_WHAT THE EXERCISE ASKS_
Only the number is wanted: how many lines below include "mark"?

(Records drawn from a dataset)
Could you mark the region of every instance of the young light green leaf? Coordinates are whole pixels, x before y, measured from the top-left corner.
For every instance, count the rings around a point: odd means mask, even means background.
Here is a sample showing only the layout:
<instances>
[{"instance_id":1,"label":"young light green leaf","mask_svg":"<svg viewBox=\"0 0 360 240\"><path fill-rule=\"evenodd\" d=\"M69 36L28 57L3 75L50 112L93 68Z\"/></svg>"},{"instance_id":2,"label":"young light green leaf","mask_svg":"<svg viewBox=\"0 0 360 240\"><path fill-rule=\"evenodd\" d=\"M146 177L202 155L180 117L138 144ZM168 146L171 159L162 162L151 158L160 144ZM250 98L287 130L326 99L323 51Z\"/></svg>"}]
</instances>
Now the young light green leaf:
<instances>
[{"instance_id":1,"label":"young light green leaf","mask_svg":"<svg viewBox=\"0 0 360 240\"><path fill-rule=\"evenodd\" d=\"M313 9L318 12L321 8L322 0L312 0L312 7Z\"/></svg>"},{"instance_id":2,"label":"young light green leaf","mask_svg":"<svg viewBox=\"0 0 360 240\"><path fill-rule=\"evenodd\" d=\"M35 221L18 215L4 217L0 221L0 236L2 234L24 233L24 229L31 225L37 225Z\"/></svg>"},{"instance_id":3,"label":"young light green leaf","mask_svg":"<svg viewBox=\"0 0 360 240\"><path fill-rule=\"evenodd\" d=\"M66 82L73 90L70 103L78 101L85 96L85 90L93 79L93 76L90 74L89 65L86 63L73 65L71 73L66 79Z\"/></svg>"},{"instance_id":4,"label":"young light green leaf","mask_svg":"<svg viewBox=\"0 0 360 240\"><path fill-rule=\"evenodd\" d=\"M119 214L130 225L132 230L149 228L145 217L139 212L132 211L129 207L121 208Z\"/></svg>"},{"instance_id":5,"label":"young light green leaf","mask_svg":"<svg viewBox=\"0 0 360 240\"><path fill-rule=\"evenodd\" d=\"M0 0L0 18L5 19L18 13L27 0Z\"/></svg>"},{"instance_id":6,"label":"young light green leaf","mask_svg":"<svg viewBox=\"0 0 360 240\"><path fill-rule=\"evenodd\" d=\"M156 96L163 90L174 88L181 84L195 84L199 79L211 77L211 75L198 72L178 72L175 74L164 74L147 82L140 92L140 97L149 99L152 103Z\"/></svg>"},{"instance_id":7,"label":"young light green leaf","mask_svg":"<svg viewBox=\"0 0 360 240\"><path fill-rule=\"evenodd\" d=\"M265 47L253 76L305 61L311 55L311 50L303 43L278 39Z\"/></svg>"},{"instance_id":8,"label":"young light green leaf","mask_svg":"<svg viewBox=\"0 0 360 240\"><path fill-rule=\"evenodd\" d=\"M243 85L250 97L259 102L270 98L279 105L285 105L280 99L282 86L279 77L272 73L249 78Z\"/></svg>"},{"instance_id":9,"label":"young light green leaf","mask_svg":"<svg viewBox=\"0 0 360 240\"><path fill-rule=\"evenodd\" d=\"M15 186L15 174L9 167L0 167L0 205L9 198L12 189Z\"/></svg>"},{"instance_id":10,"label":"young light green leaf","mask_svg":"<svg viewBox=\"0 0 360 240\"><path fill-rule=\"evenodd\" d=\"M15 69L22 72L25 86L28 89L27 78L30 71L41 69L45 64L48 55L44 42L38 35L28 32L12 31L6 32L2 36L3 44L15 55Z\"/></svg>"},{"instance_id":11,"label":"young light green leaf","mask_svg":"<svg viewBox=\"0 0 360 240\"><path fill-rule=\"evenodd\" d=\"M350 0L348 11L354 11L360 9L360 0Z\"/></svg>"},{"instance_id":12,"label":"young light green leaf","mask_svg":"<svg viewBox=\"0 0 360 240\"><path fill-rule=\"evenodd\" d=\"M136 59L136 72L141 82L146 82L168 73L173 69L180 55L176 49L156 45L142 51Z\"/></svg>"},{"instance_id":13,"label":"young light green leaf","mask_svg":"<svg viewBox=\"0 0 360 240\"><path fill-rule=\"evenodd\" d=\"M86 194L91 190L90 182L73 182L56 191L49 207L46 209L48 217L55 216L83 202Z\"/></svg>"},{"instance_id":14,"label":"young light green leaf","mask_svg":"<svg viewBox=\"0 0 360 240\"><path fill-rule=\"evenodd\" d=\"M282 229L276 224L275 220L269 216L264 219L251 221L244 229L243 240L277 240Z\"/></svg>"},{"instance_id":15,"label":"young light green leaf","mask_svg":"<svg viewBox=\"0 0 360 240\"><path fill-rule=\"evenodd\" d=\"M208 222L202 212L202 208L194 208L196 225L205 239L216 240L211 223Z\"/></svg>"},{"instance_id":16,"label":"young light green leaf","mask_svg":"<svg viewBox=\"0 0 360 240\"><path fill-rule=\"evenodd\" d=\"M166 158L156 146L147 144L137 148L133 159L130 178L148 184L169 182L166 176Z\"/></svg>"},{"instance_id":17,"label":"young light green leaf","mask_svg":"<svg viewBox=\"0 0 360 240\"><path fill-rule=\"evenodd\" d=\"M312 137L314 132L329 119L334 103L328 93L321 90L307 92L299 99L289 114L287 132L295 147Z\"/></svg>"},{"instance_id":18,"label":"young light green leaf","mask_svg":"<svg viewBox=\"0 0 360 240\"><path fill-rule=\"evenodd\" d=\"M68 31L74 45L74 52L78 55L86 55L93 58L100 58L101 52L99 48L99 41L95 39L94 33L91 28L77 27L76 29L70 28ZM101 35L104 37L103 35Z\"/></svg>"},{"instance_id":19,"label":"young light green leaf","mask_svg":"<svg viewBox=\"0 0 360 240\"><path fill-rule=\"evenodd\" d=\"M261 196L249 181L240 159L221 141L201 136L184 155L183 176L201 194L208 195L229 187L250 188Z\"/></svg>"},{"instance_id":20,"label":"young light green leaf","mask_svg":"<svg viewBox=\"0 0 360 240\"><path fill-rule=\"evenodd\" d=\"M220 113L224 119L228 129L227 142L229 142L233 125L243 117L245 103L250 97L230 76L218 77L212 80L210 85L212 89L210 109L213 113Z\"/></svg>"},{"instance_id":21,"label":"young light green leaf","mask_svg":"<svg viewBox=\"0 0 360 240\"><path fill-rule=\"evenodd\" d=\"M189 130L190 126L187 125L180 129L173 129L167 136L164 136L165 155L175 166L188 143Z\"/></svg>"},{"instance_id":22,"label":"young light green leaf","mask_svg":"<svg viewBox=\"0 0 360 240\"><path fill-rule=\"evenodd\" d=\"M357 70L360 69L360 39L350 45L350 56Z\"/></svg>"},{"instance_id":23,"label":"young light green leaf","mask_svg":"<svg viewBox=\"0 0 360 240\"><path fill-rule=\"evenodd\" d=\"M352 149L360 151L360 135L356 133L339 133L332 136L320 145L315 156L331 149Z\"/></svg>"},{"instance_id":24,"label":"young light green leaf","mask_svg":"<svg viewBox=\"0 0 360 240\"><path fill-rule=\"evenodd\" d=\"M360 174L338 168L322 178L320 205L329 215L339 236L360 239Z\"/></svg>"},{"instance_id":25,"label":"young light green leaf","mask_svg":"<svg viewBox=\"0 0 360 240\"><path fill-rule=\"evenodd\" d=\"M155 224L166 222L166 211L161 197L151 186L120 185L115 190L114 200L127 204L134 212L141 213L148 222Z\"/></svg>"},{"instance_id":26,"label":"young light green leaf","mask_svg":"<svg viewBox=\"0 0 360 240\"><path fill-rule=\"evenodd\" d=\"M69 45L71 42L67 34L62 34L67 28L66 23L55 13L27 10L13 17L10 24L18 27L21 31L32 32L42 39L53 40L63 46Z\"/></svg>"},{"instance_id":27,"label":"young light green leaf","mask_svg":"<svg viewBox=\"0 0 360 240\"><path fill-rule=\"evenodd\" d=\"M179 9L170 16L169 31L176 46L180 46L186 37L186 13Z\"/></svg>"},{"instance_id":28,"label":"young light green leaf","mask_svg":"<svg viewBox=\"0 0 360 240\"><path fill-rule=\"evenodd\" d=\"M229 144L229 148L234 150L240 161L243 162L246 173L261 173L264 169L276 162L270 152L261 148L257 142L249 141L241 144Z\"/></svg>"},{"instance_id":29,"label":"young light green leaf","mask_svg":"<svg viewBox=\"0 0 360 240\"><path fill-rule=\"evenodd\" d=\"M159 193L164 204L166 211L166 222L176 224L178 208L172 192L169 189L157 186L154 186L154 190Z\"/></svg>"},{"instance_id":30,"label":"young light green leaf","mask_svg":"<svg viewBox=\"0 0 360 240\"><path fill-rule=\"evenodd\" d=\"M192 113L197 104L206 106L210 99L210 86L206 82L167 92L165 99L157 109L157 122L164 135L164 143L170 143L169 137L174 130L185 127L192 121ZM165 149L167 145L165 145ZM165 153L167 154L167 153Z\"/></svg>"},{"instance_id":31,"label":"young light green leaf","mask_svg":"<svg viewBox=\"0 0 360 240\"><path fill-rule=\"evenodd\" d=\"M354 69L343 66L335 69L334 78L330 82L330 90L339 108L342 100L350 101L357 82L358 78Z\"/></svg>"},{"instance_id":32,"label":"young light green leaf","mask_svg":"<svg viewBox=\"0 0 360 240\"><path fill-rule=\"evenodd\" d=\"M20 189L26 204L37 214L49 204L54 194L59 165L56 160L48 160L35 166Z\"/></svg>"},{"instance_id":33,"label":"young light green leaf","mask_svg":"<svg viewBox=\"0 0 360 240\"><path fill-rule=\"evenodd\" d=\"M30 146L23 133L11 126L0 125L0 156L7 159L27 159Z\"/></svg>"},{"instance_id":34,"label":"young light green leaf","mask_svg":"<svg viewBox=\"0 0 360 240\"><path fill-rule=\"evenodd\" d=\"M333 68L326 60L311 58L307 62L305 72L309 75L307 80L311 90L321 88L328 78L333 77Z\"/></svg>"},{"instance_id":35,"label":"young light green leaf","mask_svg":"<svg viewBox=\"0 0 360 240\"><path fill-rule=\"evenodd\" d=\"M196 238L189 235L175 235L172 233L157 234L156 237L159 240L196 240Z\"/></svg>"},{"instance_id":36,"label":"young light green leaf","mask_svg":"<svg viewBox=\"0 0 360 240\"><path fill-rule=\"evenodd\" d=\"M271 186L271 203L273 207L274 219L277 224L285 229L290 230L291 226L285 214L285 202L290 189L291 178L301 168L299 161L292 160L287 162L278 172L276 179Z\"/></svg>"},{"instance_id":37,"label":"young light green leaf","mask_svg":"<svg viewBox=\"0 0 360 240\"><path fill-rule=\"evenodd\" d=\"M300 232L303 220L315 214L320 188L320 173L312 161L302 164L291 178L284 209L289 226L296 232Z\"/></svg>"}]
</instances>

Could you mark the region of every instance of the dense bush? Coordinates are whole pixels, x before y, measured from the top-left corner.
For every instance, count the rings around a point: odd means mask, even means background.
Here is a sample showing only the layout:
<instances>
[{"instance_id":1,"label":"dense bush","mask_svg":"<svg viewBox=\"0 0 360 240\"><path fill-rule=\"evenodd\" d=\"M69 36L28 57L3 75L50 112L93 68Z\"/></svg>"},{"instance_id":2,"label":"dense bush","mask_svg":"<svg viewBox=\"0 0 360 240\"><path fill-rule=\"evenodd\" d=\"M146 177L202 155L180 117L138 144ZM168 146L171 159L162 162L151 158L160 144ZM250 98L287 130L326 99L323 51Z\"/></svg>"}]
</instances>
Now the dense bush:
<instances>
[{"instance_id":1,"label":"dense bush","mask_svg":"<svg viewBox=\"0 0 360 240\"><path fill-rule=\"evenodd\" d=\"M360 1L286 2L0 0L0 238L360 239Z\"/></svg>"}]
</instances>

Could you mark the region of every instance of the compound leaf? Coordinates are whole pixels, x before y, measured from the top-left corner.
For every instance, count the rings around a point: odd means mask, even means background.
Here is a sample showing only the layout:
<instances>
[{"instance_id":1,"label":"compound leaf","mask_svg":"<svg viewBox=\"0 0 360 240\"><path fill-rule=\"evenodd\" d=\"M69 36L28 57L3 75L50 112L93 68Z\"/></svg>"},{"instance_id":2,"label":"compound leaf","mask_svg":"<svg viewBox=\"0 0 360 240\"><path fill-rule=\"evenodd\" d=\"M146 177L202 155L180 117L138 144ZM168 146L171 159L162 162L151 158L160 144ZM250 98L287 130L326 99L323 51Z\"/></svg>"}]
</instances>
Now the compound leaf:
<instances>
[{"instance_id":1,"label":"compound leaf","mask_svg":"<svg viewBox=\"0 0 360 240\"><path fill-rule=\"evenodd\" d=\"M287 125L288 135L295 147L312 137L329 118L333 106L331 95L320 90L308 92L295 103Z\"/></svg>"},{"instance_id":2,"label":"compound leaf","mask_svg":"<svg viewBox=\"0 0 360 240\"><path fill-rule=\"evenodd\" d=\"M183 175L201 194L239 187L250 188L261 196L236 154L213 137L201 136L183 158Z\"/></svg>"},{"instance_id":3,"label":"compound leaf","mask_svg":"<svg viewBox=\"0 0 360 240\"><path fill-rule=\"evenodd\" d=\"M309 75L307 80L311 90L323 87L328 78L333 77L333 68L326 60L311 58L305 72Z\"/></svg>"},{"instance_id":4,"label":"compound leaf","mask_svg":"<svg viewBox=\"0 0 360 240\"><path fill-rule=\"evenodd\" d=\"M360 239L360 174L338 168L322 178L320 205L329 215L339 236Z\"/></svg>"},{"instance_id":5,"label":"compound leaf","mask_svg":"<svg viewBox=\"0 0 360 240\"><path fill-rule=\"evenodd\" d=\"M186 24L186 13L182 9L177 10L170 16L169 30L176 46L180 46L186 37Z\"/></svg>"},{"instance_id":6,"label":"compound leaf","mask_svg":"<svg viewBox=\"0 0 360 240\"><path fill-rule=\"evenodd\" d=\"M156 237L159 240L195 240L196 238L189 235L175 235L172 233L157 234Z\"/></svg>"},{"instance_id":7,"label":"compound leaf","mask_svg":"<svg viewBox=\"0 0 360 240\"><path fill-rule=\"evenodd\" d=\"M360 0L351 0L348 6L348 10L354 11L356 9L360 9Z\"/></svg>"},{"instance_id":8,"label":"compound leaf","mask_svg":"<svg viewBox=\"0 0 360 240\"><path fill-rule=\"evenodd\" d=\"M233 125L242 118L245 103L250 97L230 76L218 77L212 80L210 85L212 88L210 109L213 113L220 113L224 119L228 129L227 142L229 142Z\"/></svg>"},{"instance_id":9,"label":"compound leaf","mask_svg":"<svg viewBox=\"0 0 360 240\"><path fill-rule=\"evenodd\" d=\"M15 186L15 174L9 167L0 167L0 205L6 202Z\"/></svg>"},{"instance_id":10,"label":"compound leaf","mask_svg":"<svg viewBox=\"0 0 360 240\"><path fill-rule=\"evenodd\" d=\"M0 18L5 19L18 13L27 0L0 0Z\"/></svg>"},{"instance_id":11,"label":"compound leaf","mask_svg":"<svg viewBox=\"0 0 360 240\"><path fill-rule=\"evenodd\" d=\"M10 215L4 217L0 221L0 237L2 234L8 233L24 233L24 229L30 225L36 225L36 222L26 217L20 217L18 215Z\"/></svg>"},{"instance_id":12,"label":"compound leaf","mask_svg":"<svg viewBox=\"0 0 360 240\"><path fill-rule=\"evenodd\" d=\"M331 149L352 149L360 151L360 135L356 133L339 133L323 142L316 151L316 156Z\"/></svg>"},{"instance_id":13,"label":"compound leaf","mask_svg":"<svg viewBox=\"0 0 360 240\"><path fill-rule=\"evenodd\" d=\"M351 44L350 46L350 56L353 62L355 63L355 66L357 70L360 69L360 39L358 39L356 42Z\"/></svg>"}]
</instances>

_REPLY_
3